Task brief
Rewrite the data below, changing each occurrence of "rough mask" to "coarse mask" and keeping every other character as it is.

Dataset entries
.....
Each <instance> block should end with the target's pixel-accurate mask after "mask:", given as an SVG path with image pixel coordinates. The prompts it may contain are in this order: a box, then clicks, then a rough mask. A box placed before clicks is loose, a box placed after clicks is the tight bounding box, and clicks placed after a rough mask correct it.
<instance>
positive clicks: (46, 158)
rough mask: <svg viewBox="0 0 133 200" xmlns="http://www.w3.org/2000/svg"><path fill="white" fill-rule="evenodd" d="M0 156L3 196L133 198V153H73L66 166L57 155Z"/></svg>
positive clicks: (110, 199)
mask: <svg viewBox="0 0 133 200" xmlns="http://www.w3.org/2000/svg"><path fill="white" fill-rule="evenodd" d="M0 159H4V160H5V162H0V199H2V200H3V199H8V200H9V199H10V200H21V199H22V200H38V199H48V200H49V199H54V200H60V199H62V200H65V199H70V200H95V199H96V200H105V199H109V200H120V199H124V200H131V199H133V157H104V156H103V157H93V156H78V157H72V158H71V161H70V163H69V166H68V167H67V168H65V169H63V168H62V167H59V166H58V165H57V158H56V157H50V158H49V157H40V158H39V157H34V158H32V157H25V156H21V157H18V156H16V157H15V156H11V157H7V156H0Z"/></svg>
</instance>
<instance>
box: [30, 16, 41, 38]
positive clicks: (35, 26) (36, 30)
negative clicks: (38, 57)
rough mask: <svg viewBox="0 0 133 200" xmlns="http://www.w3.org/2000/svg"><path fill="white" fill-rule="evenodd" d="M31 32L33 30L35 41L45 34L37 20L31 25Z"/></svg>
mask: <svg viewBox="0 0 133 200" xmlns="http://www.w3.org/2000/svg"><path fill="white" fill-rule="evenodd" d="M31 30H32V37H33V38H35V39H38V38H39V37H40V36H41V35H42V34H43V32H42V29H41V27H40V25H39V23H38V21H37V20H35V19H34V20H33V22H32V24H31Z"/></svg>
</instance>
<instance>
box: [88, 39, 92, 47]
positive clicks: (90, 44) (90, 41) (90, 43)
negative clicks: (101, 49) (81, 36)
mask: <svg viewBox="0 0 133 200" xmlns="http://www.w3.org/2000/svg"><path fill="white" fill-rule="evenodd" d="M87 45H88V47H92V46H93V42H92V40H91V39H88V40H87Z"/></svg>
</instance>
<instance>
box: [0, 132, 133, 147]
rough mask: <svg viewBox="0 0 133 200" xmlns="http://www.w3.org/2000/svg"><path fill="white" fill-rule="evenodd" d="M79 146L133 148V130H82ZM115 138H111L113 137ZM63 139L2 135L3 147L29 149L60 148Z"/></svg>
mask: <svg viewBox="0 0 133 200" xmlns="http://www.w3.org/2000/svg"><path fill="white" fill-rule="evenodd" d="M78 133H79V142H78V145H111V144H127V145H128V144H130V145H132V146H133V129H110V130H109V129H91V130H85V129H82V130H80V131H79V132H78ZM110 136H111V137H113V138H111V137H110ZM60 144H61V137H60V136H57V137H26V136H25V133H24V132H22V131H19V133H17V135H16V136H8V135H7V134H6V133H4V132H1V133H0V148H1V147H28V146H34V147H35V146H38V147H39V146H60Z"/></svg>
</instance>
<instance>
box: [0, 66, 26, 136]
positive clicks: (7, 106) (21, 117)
.....
Answer space
Each <instance> block should end with the target's pixel-accurate mask after "mask:", given as an SVG path with image pixel coordinates. The prompts it may contain are in this order: a box, then clicks, then a coarse mask. A box placed before clicks is loose, a box placed after clicks is the tight bounding box, and clicks placed after a coarse mask correct it.
<instance>
positive clicks: (46, 158)
coarse mask: <svg viewBox="0 0 133 200" xmlns="http://www.w3.org/2000/svg"><path fill="white" fill-rule="evenodd" d="M0 156L3 196L133 198V153H73L66 166L57 155Z"/></svg>
positive clicks: (110, 199)
mask: <svg viewBox="0 0 133 200" xmlns="http://www.w3.org/2000/svg"><path fill="white" fill-rule="evenodd" d="M0 159H4V160H5V162H0V199H2V200H3V199H8V200H9V199H10V200H21V199H22V200H38V199H48V200H49V199H54V200H60V199H62V200H65V199H70V200H95V199H96V200H105V199H109V200H120V199H124V200H131V199H133V157H104V156H103V157H93V156H78V157H72V158H71V161H70V163H69V166H68V167H67V168H65V169H63V168H62V167H59V166H58V165H57V158H56V157H50V158H49V157H40V158H39V157H34V158H32V157H25V156H21V157H18V156H16V157H15V156H11V157H7V156H0Z"/></svg>
</instance>
<instance>
box: [30, 16, 41, 38]
positive clicks: (35, 26) (36, 30)
negative clicks: (38, 57)
coarse mask: <svg viewBox="0 0 133 200" xmlns="http://www.w3.org/2000/svg"><path fill="white" fill-rule="evenodd" d="M31 32L33 30L35 41L45 34L37 20L31 25Z"/></svg>
mask: <svg viewBox="0 0 133 200" xmlns="http://www.w3.org/2000/svg"><path fill="white" fill-rule="evenodd" d="M31 30H32V37H33V38H35V39H38V38H39V37H40V36H41V35H42V34H43V32H42V29H41V27H40V25H39V23H38V21H37V20H35V19H34V20H33V22H32V24H31Z"/></svg>
</instance>
<instance>
box: [88, 39, 92, 47]
positive clicks: (90, 44) (90, 41) (90, 43)
negative clicks: (101, 49) (81, 36)
mask: <svg viewBox="0 0 133 200" xmlns="http://www.w3.org/2000/svg"><path fill="white" fill-rule="evenodd" d="M87 45H88V47H92V46H93V42H92V40H91V39H88V40H87Z"/></svg>
</instance>
<instance>
box: [0, 132, 133, 147]
coarse mask: <svg viewBox="0 0 133 200" xmlns="http://www.w3.org/2000/svg"><path fill="white" fill-rule="evenodd" d="M79 146L133 148V130H82ZM115 138H111L113 137ZM63 139L2 135L3 147L29 149L60 148Z"/></svg>
mask: <svg viewBox="0 0 133 200" xmlns="http://www.w3.org/2000/svg"><path fill="white" fill-rule="evenodd" d="M78 133H79V142H78V145H111V144H127V145H128V144H130V145H132V146H133V129H110V130H109V129H91V130H85V129H82V130H80V131H79V132H78ZM110 136H111V137H113V138H111V137H110ZM60 144H61V137H60V136H57V137H26V136H25V133H24V132H22V131H19V133H17V135H16V136H8V135H7V134H6V133H4V132H1V133H0V148H1V147H28V146H34V147H35V146H38V147H39V146H60Z"/></svg>
</instance>
<instance>
box: [0, 66, 26, 136]
positive clicks: (7, 106) (21, 117)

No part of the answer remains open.